* [Exercise input]
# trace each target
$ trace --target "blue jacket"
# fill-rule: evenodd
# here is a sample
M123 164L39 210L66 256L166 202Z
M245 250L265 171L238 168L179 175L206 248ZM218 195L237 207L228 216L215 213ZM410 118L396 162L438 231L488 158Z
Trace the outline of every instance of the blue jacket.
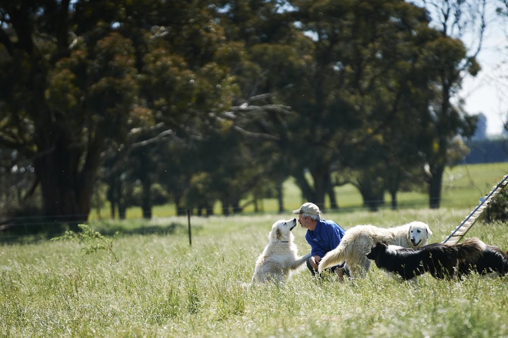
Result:
M305 234L305 239L310 245L310 253L323 258L325 253L338 246L345 232L333 220L321 220L314 231L307 230Z

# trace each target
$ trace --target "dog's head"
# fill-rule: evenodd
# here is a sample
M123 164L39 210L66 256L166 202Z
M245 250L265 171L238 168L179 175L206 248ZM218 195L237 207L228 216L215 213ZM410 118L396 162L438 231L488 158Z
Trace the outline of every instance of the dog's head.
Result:
M432 232L429 226L423 222L412 222L407 231L407 239L413 247L419 248L427 245Z
M367 254L367 258L375 260L379 253L386 251L388 246L384 243L378 242L372 245L370 251Z
M291 242L294 236L291 230L296 227L296 218L280 219L272 226L272 230L268 235L270 242Z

* [Exercise objective] Which lines of the listing above contain the word "jacket"? List each of them in full, treating uppercase and lowercase letters as different.

* [Complete response]
$ trace --target "blue jacket"
Trace the outline of every instance of the blue jacket.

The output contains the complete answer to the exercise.